# Task to carry out:
Render each line of the data below as a row in a Markdown table with the columns Row and Line, numbering the rows and leaving out blank lines. Omit the pictures from the table.

Records from a data source:
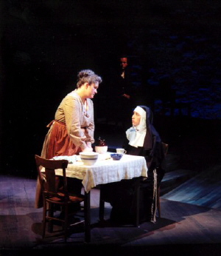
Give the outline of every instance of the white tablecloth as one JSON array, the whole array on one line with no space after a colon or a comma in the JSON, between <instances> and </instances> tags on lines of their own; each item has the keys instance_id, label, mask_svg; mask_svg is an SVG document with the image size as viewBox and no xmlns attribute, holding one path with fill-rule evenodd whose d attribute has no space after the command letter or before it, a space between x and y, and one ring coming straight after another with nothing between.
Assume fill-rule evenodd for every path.
<instances>
[{"instance_id":1,"label":"white tablecloth","mask_svg":"<svg viewBox=\"0 0 221 256\"><path fill-rule=\"evenodd\" d=\"M86 192L99 184L135 177L147 177L147 164L142 156L124 155L119 161L104 159L99 158L93 166L85 166L78 161L69 164L66 176L83 180ZM57 169L56 175L62 175L62 170Z\"/></svg>"}]
</instances>

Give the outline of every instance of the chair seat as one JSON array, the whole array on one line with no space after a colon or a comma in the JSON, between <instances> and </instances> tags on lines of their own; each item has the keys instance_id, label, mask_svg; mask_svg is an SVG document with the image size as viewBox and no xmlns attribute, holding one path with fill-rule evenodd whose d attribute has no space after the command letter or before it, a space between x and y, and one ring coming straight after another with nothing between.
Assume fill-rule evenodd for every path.
<instances>
[{"instance_id":1,"label":"chair seat","mask_svg":"<svg viewBox=\"0 0 221 256\"><path fill-rule=\"evenodd\" d=\"M56 196L49 197L46 198L46 201L51 203L56 203L57 202L64 203L65 202L64 194L63 193L58 193L58 194L60 197L56 197ZM79 203L79 202L80 203L80 202L83 202L83 201L84 201L83 198L70 195L67 203Z\"/></svg>"}]
</instances>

# Exercise response:
| Row | Line |
|---|---|
| 1 | Give the outline of every instance of the white tablecloth as one JSON array, the whole array on one line with no space after a colon or a comma in the JSON, between <instances> and </instances> tags on lines of their own; each item has the keys instance_id, label, mask_svg; mask_svg is an SVG document with the image size as viewBox and no xmlns attribute, holding one path with fill-rule evenodd whose d attribute has no space after the command letter or before it, a space between x and y, and one ring coming straight after another with nothing between. |
| 2 | Assume fill-rule evenodd for every path. |
| 3 | <instances> |
| 4 | [{"instance_id":1,"label":"white tablecloth","mask_svg":"<svg viewBox=\"0 0 221 256\"><path fill-rule=\"evenodd\" d=\"M86 192L99 184L135 177L147 177L147 164L142 156L124 155L119 161L104 159L99 158L93 166L85 166L78 161L69 164L66 176L83 180ZM57 169L56 175L62 175L62 170Z\"/></svg>"}] |
| 5 | </instances> |
| 6 | Give the outline of every instance of the chair seat as one JSON array, the whole array on one line with no space after a colon or a comma in the JSON, between <instances> and </instances> tags on lines of their own; each item has the keys instance_id, label, mask_svg; mask_svg is an SVG document with the image size as viewBox and no xmlns attribute, holding one path with fill-rule evenodd whose d attribute has no space after the command letter or before it, a space between x and y, and one ring coming straight after another with nothing between. |
| 7 | Assume fill-rule evenodd for every path. |
| 8 | <instances> |
| 9 | [{"instance_id":1,"label":"chair seat","mask_svg":"<svg viewBox=\"0 0 221 256\"><path fill-rule=\"evenodd\" d=\"M56 196L49 197L46 198L46 201L51 203L56 203L57 202L64 203L65 202L64 194L63 193L58 193L58 194L60 197L56 197ZM79 203L79 202L80 203L80 202L83 202L83 201L84 201L83 198L70 195L67 203Z\"/></svg>"}] |
| 10 | </instances> |